[Pointing data excerpts]

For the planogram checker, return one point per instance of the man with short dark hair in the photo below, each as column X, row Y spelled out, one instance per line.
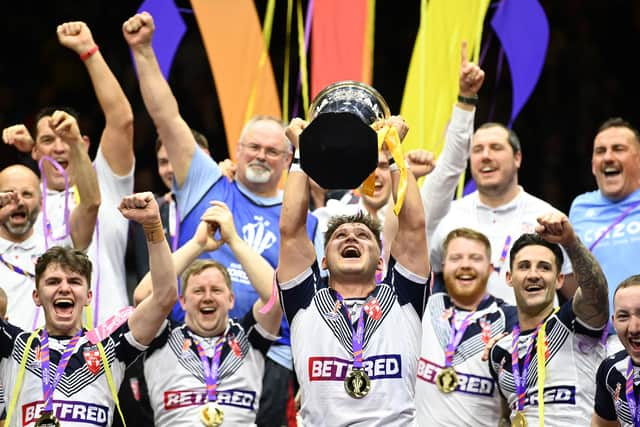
column 86, row 368
column 545, row 368
column 608, row 219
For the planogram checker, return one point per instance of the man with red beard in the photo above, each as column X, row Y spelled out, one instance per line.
column 454, row 385
column 607, row 219
column 616, row 401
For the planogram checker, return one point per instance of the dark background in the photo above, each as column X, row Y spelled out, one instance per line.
column 590, row 74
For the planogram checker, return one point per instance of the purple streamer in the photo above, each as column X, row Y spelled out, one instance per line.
column 523, row 30
column 170, row 29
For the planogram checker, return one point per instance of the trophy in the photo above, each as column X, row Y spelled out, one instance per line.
column 339, row 149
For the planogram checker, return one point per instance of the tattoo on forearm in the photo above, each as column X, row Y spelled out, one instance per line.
column 591, row 302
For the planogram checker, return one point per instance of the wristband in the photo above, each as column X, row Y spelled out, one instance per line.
column 89, row 53
column 154, row 232
column 469, row 100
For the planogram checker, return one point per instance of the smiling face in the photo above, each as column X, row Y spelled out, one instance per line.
column 62, row 293
column 207, row 300
column 18, row 225
column 352, row 252
column 494, row 165
column 466, row 269
column 535, row 277
column 262, row 155
column 626, row 319
column 615, row 162
column 382, row 187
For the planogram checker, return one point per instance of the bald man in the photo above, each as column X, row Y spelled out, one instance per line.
column 20, row 247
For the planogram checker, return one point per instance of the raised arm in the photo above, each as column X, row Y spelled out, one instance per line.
column 259, row 271
column 82, row 219
column 116, row 142
column 296, row 250
column 591, row 300
column 160, row 102
column 150, row 314
column 439, row 187
column 409, row 246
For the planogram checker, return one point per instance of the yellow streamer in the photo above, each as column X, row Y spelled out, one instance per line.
column 541, row 349
column 432, row 82
column 266, row 36
column 287, row 62
column 303, row 61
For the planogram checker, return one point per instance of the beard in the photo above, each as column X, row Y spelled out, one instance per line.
column 258, row 172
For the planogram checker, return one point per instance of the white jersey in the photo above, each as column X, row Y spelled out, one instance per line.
column 109, row 240
column 82, row 398
column 175, row 376
column 476, row 400
column 512, row 219
column 611, row 382
column 574, row 353
column 17, row 270
column 321, row 340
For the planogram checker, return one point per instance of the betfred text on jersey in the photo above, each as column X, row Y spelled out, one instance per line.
column 472, row 384
column 70, row 411
column 335, row 369
column 175, row 399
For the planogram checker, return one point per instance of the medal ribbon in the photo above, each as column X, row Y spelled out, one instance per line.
column 16, row 269
column 48, row 386
column 210, row 370
column 456, row 336
column 632, row 399
column 357, row 336
column 47, row 229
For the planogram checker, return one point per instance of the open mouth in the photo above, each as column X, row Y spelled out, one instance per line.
column 63, row 306
column 350, row 252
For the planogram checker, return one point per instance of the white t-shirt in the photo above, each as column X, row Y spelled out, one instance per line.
column 512, row 219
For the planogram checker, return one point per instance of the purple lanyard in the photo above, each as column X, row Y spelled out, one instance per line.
column 210, row 369
column 357, row 336
column 632, row 400
column 176, row 227
column 48, row 386
column 456, row 336
column 15, row 268
column 520, row 377
column 47, row 228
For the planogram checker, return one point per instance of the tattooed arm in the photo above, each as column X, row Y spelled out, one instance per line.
column 591, row 300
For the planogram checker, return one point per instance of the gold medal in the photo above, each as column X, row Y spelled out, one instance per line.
column 211, row 415
column 47, row 419
column 519, row 420
column 357, row 383
column 447, row 380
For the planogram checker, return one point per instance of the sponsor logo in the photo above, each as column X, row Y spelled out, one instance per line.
column 552, row 395
column 468, row 383
column 335, row 369
column 69, row 411
column 176, row 399
column 92, row 357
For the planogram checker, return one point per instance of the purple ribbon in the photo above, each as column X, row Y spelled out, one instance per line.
column 210, row 369
column 632, row 400
column 48, row 232
column 456, row 336
column 48, row 386
column 520, row 377
column 357, row 336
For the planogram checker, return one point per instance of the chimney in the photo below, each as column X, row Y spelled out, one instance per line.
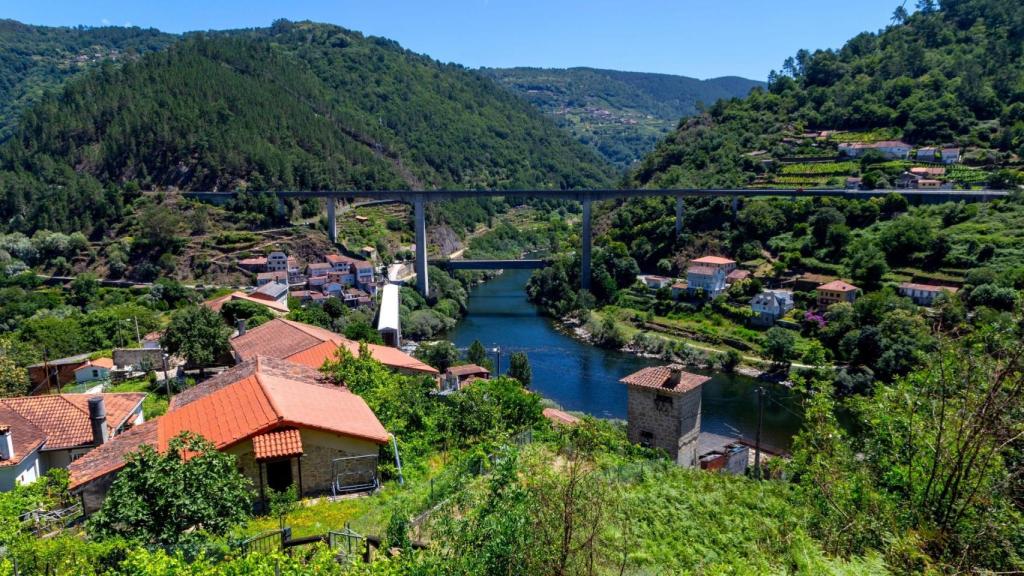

Challenge
Quote verbatim the lines of the listing beginning with the line that contains "the white jersey" and continuing through the line that contains "column 321, row 340", with both of those lines included.

Answer in full
For the planogram checker, return one point per instance of the white jersey in the photo above, each as column X, row Y spelled out, one instance per line.
column 109, row 240
column 82, row 398
column 175, row 376
column 476, row 400
column 512, row 219
column 611, row 382
column 574, row 353
column 17, row 270
column 321, row 340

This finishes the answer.